**WHAT IS NEEDED:**
In the passage on Cummins' Anatomy of Insanity, why is one side of the book devoted to "male insanity" and the other to "female insanity"? Answer in one to three sentences.

**EXERCISE PASSAGE:**

☆ ☆ ☆

C8 PAGE
118 - 119

Cummins’ Anatomy of Insanity considers the subject of insanity from a historical perspective. The book is constructed to resemble a patient’s medical chart and was, in fact, inspired by patient records in the medical archives at McLean Hospital, one of the nation’s leading psychiatric institutions. Printed on translucent pages, one side of the book is dedicated to “male insanity” and the other to
“female insanity.” By using this structure Cummins allows the viewer to compare the variety of conditions that were considered to cause insanity in the different genders. Each page is printed to look like graph paper, with an anatomical diagram of each patient. Inscribed at the top are details such as the patient’s number, date of admission and age. The “male” page shown here displays a 20-year-old sailor diagnosed with “original want of balance.” It is not clear if the cause is mental or physical, but certainly this lack could be a problem for a young seaman.

☆ ☆ ☆

**STORED DATA:**
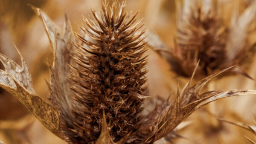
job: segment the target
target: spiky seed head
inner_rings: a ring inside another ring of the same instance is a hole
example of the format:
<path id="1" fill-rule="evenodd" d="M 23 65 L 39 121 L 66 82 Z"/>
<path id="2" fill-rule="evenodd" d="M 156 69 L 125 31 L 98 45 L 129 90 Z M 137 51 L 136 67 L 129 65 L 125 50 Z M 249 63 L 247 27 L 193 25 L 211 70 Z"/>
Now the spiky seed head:
<path id="1" fill-rule="evenodd" d="M 81 44 L 74 43 L 75 64 L 71 89 L 75 100 L 74 121 L 68 128 L 76 143 L 94 143 L 101 132 L 102 112 L 115 142 L 140 127 L 140 112 L 146 89 L 145 75 L 145 43 L 143 25 L 134 15 L 124 13 L 125 3 L 116 15 L 117 2 L 105 3 L 99 17 L 84 19 L 81 27 L 90 40 L 79 35 Z"/>

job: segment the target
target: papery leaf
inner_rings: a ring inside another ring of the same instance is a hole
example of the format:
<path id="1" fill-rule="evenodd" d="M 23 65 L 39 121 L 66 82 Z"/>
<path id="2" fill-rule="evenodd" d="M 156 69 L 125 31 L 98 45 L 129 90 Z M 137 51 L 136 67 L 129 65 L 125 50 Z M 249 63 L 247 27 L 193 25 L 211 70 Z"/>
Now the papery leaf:
<path id="1" fill-rule="evenodd" d="M 250 32 L 248 31 L 252 23 L 256 19 L 256 2 L 252 3 L 239 17 L 238 13 L 235 9 L 232 17 L 229 37 L 227 40 L 227 62 L 230 62 L 237 59 L 244 58 L 241 53 L 245 52 L 247 49 L 247 36 Z"/>
<path id="2" fill-rule="evenodd" d="M 50 100 L 63 113 L 63 116 L 70 118 L 72 99 L 68 64 L 70 63 L 70 55 L 73 52 L 72 42 L 75 40 L 70 23 L 65 14 L 64 35 L 61 35 L 45 13 L 39 8 L 30 6 L 43 21 L 53 50 L 53 63 L 50 66 L 50 83 L 48 84 Z"/>
<path id="3" fill-rule="evenodd" d="M 200 93 L 207 82 L 231 68 L 210 75 L 192 86 L 189 86 L 191 80 L 180 96 L 178 89 L 177 98 L 171 102 L 167 100 L 162 105 L 157 106 L 155 110 L 150 112 L 143 120 L 141 128 L 138 131 L 140 133 L 135 132 L 134 136 L 141 136 L 143 139 L 141 141 L 144 142 L 155 141 L 172 132 L 196 109 L 212 101 L 228 97 L 256 94 L 255 90 L 216 90 Z"/>
<path id="4" fill-rule="evenodd" d="M 46 128 L 59 136 L 59 113 L 52 105 L 35 93 L 26 64 L 17 50 L 21 59 L 22 67 L 0 54 L 0 60 L 5 69 L 5 71 L 0 71 L 0 86 L 13 95 Z"/>

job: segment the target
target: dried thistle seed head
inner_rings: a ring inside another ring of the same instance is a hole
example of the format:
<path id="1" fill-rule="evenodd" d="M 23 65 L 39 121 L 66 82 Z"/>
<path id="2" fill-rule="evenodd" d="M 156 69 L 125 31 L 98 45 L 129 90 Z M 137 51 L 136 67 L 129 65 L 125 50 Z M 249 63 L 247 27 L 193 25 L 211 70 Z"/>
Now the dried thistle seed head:
<path id="1" fill-rule="evenodd" d="M 176 46 L 183 62 L 177 61 L 182 69 L 181 73 L 186 76 L 192 75 L 198 60 L 201 61 L 198 74 L 209 75 L 219 68 L 226 59 L 228 30 L 213 4 L 198 2 L 186 1 L 185 4 L 189 7 L 184 6 L 177 16 Z"/>
<path id="2" fill-rule="evenodd" d="M 149 45 L 170 63 L 172 70 L 189 77 L 200 60 L 196 75 L 198 79 L 234 65 L 236 66 L 230 73 L 239 73 L 251 78 L 241 66 L 255 53 L 253 48 L 255 42 L 250 39 L 255 31 L 251 27 L 256 17 L 249 14 L 256 13 L 256 2 L 240 16 L 234 12 L 231 24 L 226 24 L 223 20 L 224 14 L 221 13 L 216 1 L 184 0 L 182 6 L 180 0 L 176 2 L 175 48 L 169 49 L 155 37 L 149 37 L 153 40 Z M 151 44 L 154 41 L 162 44 Z"/>
<path id="3" fill-rule="evenodd" d="M 108 129 L 116 142 L 138 129 L 140 113 L 146 90 L 145 43 L 142 42 L 143 26 L 135 17 L 124 13 L 125 3 L 116 16 L 117 2 L 108 12 L 102 7 L 100 19 L 92 10 L 94 20 L 84 18 L 81 29 L 88 40 L 77 35 L 81 44 L 75 43 L 72 55 L 76 63 L 70 79 L 74 101 L 74 121 L 69 127 L 74 143 L 95 143 L 101 132 L 102 112 Z"/>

☆ ☆ ☆

**THE ANSWER:**
The two-sided structure lets the viewer compare the variety of conditions that were considered to cause insanity in men and in women.